= Beginning of Section =

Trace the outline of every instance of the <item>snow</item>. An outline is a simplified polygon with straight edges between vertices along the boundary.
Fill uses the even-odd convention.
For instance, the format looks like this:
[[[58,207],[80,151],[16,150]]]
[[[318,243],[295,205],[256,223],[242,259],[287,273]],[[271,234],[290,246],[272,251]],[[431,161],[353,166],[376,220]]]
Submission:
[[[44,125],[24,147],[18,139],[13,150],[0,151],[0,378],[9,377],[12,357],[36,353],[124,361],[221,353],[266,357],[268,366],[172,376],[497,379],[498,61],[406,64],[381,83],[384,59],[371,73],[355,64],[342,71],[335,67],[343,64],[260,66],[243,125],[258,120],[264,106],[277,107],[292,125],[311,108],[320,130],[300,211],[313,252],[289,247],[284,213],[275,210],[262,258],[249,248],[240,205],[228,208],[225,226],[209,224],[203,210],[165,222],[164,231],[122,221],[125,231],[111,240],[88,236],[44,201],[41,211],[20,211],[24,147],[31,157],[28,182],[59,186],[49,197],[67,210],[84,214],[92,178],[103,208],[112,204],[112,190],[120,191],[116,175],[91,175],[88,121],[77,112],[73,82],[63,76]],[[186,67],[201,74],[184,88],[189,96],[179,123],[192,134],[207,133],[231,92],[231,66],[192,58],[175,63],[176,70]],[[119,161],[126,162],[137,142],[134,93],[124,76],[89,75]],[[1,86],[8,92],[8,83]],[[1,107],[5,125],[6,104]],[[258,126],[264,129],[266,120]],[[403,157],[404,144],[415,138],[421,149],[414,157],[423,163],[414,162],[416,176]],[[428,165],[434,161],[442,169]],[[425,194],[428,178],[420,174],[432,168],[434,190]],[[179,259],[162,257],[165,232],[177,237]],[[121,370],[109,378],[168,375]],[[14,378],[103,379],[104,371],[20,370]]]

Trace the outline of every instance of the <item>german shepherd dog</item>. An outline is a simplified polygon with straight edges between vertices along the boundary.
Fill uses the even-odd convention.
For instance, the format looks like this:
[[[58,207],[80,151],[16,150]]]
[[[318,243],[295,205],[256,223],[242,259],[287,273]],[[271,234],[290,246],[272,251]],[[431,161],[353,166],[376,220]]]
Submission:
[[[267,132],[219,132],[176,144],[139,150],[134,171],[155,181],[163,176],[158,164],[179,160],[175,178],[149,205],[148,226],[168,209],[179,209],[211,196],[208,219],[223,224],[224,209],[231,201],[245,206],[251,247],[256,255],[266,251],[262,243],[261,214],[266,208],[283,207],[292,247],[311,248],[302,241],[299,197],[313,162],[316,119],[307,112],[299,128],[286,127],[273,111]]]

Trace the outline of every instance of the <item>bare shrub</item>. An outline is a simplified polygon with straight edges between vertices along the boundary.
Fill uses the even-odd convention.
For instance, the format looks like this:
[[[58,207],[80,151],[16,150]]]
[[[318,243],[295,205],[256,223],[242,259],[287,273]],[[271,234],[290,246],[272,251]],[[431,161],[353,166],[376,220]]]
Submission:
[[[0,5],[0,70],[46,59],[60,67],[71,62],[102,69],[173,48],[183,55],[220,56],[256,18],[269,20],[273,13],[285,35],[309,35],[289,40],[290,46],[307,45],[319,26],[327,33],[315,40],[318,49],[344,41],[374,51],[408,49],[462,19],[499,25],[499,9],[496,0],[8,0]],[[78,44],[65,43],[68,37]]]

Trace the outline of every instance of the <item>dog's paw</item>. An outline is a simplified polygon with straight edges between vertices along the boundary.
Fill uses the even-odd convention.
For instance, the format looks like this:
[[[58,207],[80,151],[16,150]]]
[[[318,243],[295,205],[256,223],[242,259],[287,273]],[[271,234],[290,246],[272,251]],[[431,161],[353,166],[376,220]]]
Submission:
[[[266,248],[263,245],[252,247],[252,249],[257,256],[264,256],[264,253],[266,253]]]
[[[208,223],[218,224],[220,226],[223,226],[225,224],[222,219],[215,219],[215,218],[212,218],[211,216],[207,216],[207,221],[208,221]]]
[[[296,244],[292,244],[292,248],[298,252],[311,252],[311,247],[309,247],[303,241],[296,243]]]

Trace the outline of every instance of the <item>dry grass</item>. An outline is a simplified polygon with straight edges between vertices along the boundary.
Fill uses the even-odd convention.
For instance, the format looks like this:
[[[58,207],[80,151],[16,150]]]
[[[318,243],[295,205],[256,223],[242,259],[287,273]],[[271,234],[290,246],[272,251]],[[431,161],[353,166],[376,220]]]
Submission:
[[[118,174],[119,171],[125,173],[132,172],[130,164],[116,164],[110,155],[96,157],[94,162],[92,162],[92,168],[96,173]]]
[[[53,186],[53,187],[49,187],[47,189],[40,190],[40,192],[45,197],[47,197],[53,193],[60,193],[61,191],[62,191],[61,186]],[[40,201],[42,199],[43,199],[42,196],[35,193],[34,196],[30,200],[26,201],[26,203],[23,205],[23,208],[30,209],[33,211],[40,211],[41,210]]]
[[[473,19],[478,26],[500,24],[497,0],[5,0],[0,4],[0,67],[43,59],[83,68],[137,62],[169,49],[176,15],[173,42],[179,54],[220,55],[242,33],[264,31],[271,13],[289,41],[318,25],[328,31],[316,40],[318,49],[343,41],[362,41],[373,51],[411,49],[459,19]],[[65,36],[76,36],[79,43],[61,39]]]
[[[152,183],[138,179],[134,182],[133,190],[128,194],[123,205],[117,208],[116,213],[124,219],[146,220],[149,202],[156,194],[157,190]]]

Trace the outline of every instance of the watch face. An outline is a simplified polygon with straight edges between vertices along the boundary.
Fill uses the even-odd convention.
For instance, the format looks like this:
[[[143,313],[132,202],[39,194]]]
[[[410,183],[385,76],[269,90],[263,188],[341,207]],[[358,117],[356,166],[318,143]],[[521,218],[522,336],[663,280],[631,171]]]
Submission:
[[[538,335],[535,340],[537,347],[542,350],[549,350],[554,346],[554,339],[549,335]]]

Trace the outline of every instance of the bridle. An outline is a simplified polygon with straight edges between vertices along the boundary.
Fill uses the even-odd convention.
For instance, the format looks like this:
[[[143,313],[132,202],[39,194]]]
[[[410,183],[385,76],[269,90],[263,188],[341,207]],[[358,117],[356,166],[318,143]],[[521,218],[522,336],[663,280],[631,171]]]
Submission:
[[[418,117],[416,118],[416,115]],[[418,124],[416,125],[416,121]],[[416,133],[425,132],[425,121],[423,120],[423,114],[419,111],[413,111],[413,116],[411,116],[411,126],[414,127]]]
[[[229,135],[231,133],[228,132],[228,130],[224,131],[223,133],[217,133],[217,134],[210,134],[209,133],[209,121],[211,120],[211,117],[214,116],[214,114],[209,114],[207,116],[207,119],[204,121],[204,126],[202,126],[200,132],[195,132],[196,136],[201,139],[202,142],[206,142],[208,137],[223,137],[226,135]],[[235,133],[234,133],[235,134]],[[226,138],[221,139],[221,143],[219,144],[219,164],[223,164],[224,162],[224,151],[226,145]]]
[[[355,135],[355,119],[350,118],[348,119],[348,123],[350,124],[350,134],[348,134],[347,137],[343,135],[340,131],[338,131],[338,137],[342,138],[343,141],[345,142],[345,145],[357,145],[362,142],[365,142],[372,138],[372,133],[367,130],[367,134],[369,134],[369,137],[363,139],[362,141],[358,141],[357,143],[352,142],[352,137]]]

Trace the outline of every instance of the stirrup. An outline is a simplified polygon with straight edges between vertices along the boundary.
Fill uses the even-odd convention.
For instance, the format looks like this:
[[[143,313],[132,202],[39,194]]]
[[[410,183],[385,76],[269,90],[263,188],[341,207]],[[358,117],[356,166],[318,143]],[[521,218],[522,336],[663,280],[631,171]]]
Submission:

= End of Section =

● **WHAT IS REQUIRED**: All entries above are to be copied exactly, with none left out.

● **ANSWER FOR THIS EXERCISE**:
Trace the outline of every instance of the <item>snow</item>. An outline is a simplified polygon with straight edges between vertices along the boundary.
Fill uses the even-odd convention.
For instance, the format looks like this:
[[[58,207],[80,151],[16,150]]]
[[[318,243],[295,205],[256,223],[242,259],[287,273]],[[271,234],[290,246],[272,251]],[[431,161],[353,166],[376,220]]]
Submission:
[[[44,125],[24,147],[18,139],[13,150],[0,151],[0,378],[9,377],[12,357],[36,353],[124,361],[221,353],[266,357],[268,366],[172,376],[497,379],[498,61],[406,64],[381,83],[384,59],[371,73],[355,64],[342,71],[335,67],[343,64],[260,66],[243,125],[258,120],[264,106],[277,107],[292,125],[311,108],[320,130],[300,211],[313,252],[289,247],[284,213],[275,210],[262,258],[249,248],[240,205],[228,208],[225,226],[209,224],[203,210],[165,222],[164,231],[122,221],[125,231],[111,240],[88,236],[44,201],[41,211],[20,211],[24,147],[31,157],[28,182],[59,186],[49,197],[67,210],[84,214],[92,178],[103,208],[112,204],[112,190],[120,191],[116,175],[91,175],[88,121],[77,112],[73,82],[63,76]],[[186,67],[201,74],[184,88],[189,96],[179,123],[192,134],[207,133],[231,92],[231,66],[192,58],[175,63],[176,70]],[[119,161],[126,162],[137,142],[134,93],[124,76],[89,75]],[[1,86],[8,92],[8,83]],[[1,107],[5,125],[6,104]],[[258,126],[264,129],[266,120]],[[403,157],[404,144],[415,138],[421,149],[414,157],[423,163],[414,162],[416,176]],[[428,165],[434,161],[442,169]],[[425,194],[428,178],[420,174],[432,168],[434,190]],[[179,259],[162,257],[165,232],[177,237]],[[121,370],[109,378],[168,375]],[[14,378],[103,379],[104,371],[20,370]]]

Trace the outline of every instance of the <item>german shepherd dog</item>. An outline is a simplified polygon with straight edges between vertices along the boundary.
Fill uses the even-odd convention.
For instance, the format looks like this:
[[[58,207],[80,151],[16,150]]]
[[[318,243],[295,205],[256,223],[242,259],[287,273]],[[271,234],[290,246],[272,251]],[[431,161],[353,166],[376,220]]]
Submission:
[[[267,132],[219,132],[176,144],[139,150],[134,171],[155,181],[163,176],[158,164],[179,160],[175,178],[149,205],[148,226],[168,209],[179,209],[211,196],[208,219],[223,224],[224,209],[231,201],[245,206],[251,247],[256,255],[266,251],[262,243],[261,214],[266,208],[283,207],[292,247],[311,248],[302,241],[299,197],[313,162],[316,119],[307,112],[299,128],[286,127],[273,111]]]

Trace the outline of every instance of the <item>bare shrub</item>. An outline is a simplified polygon with straight edges between vertices along the boundary.
Fill uses the even-odd convention.
For instance, the format looks like this:
[[[58,207],[80,151],[16,150]]]
[[[318,243],[295,205],[256,223],[242,259],[287,273]],[[271,234],[290,246],[272,251]],[[431,161],[353,166],[376,220]]]
Submission:
[[[0,5],[0,70],[46,59],[60,67],[71,62],[102,69],[173,48],[183,55],[220,56],[256,18],[269,20],[273,13],[285,35],[309,35],[289,40],[290,46],[307,45],[319,26],[327,33],[315,40],[318,49],[344,41],[374,51],[408,49],[462,19],[499,25],[499,9],[496,0],[8,0]],[[78,44],[65,43],[68,37]]]

Trace the outline of every instance of the <item>dog's paw</item>. An outline is a simplified polygon with straight edges between vertices along the boundary.
Fill uses the even-odd convention.
For instance, the format looks like this:
[[[58,207],[80,151],[16,150]]]
[[[318,243],[295,205],[256,223],[242,259],[287,273]],[[271,234],[290,246],[272,251]],[[431,161],[353,166],[376,220]]]
Submission:
[[[266,248],[263,245],[252,247],[252,249],[257,256],[264,256],[264,253],[266,253]]]
[[[208,223],[218,224],[220,226],[223,226],[225,224],[222,219],[215,219],[215,218],[212,218],[211,216],[207,216],[207,221],[208,221]]]
[[[296,244],[292,244],[292,248],[298,252],[311,252],[311,247],[309,247],[303,241],[296,243]]]

Trace the outline of every instance of the <item>dry grass</item>. An outline is a simplified polygon with straight edges between vertices along the boundary.
Fill uses the even-odd convention.
For instance, the format looks like this:
[[[58,207],[80,151],[16,150]]]
[[[318,243],[295,205],[256,223],[242,259],[287,273]],[[271,234],[290,246],[272,251]],[[431,161],[353,166],[376,220]]]
Submission:
[[[118,174],[119,171],[125,173],[132,172],[130,164],[116,164],[110,155],[96,157],[94,162],[92,162],[92,168],[96,173]]]
[[[53,186],[53,187],[49,187],[47,189],[40,190],[40,192],[45,197],[47,197],[53,193],[60,193],[61,191],[62,191],[61,186]],[[40,201],[42,199],[43,199],[42,196],[35,193],[34,196],[30,200],[26,201],[26,203],[23,205],[23,208],[30,209],[33,211],[40,211],[41,210]]]
[[[473,19],[478,26],[500,24],[497,0],[5,0],[0,4],[0,67],[43,59],[83,68],[137,62],[169,49],[176,15],[173,42],[179,54],[220,55],[242,33],[264,31],[271,13],[289,41],[318,25],[328,31],[316,40],[318,49],[343,41],[362,41],[373,51],[411,49],[459,19]],[[65,36],[76,36],[79,43],[61,39]]]
[[[152,183],[138,179],[134,182],[133,190],[128,194],[123,205],[117,208],[116,213],[124,219],[146,220],[149,202],[156,194],[157,190]]]

Trace the outline of every instance of the watch face. An outline is a simplified polygon with straight edges between vertices along the boundary.
Fill uses the even-odd convention.
For instance, the format looks like this:
[[[143,313],[132,202],[39,194]]]
[[[410,183],[385,76],[269,90],[263,188],[341,207]],[[358,117],[356,166],[318,143]],[[521,218],[522,336],[663,280],[631,171]]]
Submission:
[[[538,335],[535,340],[537,347],[542,350],[549,350],[554,346],[554,339],[549,335]]]

Trace the outline of every instance of the bridle. An outline is a simplified polygon with straight edges between vertices along the boundary.
Fill uses the even-odd convention.
For instance, the format looks like this:
[[[143,313],[132,202],[39,194]]]
[[[410,183],[385,76],[269,90],[263,188],[341,207]],[[358,117],[356,166],[318,143]],[[521,218],[522,336],[663,280],[631,171]]]
Submission:
[[[418,117],[416,118],[416,115]],[[418,124],[416,125],[416,121]],[[416,133],[425,132],[425,121],[423,120],[423,114],[419,111],[413,111],[413,116],[411,116],[411,126],[414,127]]]
[[[229,135],[231,133],[228,132],[228,130],[224,131],[223,133],[217,133],[217,134],[210,134],[209,133],[209,121],[211,120],[211,117],[214,116],[214,114],[209,114],[207,116],[207,119],[204,121],[204,126],[202,126],[200,132],[195,132],[196,136],[201,139],[202,142],[206,142],[208,137],[223,137],[226,135]],[[235,133],[234,133],[235,134]],[[226,138],[221,139],[221,143],[219,144],[219,164],[223,164],[224,162],[224,151],[226,145]]]
[[[355,135],[355,119],[350,118],[348,119],[348,123],[350,124],[350,134],[348,134],[347,137],[343,135],[340,131],[338,131],[338,137],[342,138],[343,141],[345,142],[345,145],[357,145],[362,142],[365,142],[372,138],[372,133],[367,130],[367,134],[369,134],[369,137],[363,139],[362,141],[358,141],[357,143],[352,142],[352,137]]]

Trace the outline of every instance of the stirrup. An outline is a simplified polygon with straight edges between vertices along the boundary.
Fill uses the even-odd convention.
For instance, the format looks like this:
[[[143,313],[132,202],[39,194]]]
[[[410,183],[385,76],[269,90],[263,188],[341,207]],[[358,117],[356,166],[318,143]],[[521,218],[522,336],[663,280],[631,171]]]
Submission:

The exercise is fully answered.